*Textauszug*.
####

Und Skistar musste bereits Verluste hinnehmen - seine Einrichtungen in zwei norwegischen Skizentren wurden vor 14 Tagen geschlossen, in St Johann, Tirol, wo das schwedische Unternehmen ebenfalls engagiert ist, herrscht schon lange erzwungenes Saisonende.
Doch diese Woche machte das Unternehmen dann einen Rückzieher - am 6. April wäre der letzte Saisontag. Die Verantwortung für einen Pandemieschub an Ostern wollte "Skistar" nicht auf sich nehmen. Denn viele Gäste wären aus dem Raum Stockholm gekommen, wo sich knapp die Hälfte derjenigen befinden, die sich mit SARS-CoV-2 angesteckt haben.
Mittlerweile wurde ein großes Feldlazarett auf dem Messegelände der Hauptstadt aufgebaut, mit 10 Betten einer Intensivstation und 140 Betten, die auf 600 erweitert werden könnten.
Noch ist es nicht klar, wie das schwedische Experiment ausgehen wird
Tegnell wurde 2013 "Staatsepidemologe", ein Amt, zu dem das Beobachten und Erklären von ansteckenden Krankheiten im Land gehören. Er steht nun im Zentrum des öffentlichen Interesses. Zumeist in einen alten Pullover gehüllt, verkörpert er den Wissenschaftler, der vertieft in sein Fach ist und wenig Sinn für Äußerlichkeiten hat.

####

*Angezeigte Daten*.
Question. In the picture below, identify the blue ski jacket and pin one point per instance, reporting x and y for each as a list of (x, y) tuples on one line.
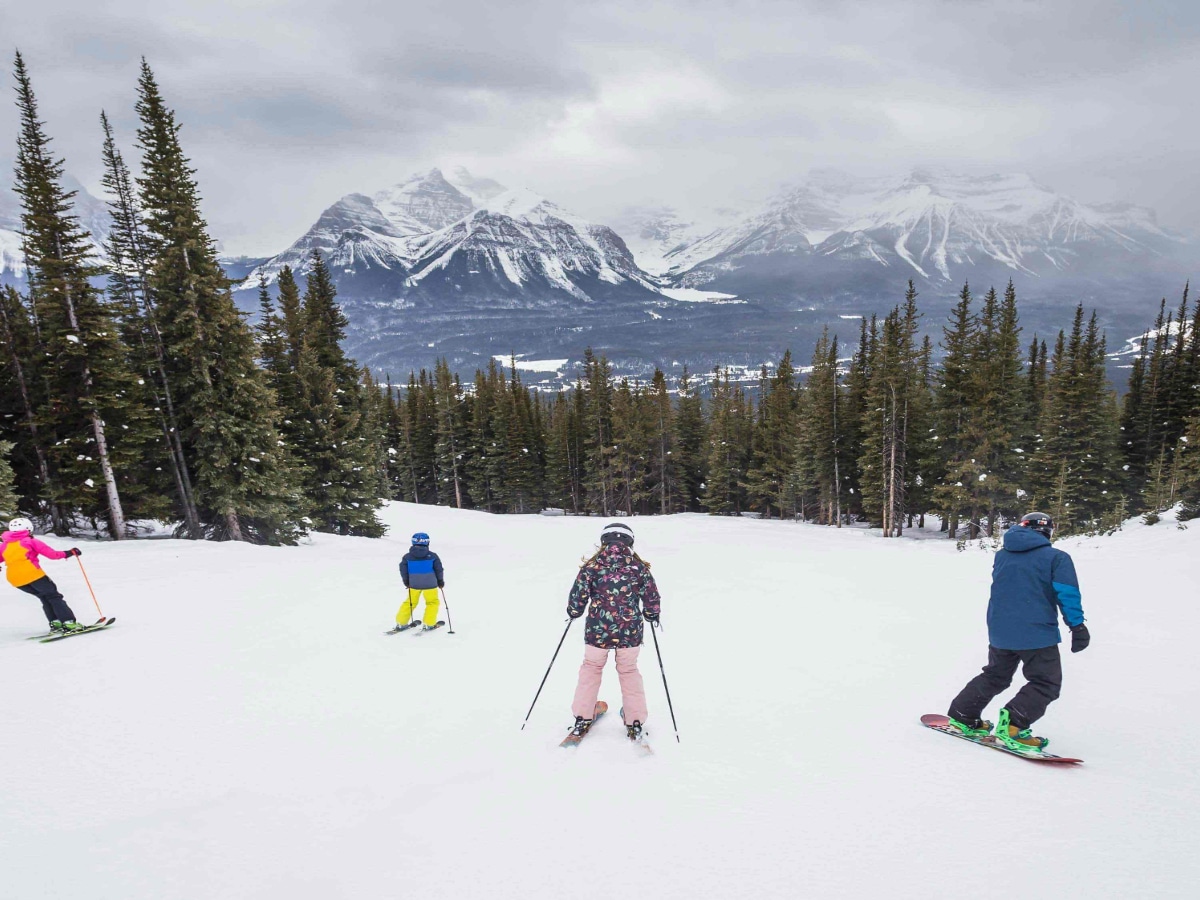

####

*Zu erledigen*. Entnimm dem Textauszug wörtlich die Stelle, die mit „Mittlerweile wurde ein“ beginnt und sich bis einschließlich „erweitert werden könnten.“ erstreckt. Maßgeblich ist allein der Textauszug.

*Antwort*.
Mittlerweile wurde ein großes Feldlazarett auf dem Messegelände der Hauptstadt aufgebaut, mit 10 Betten einer Intensivstation und 140 Betten, die auf 600 erweitert werden könnten.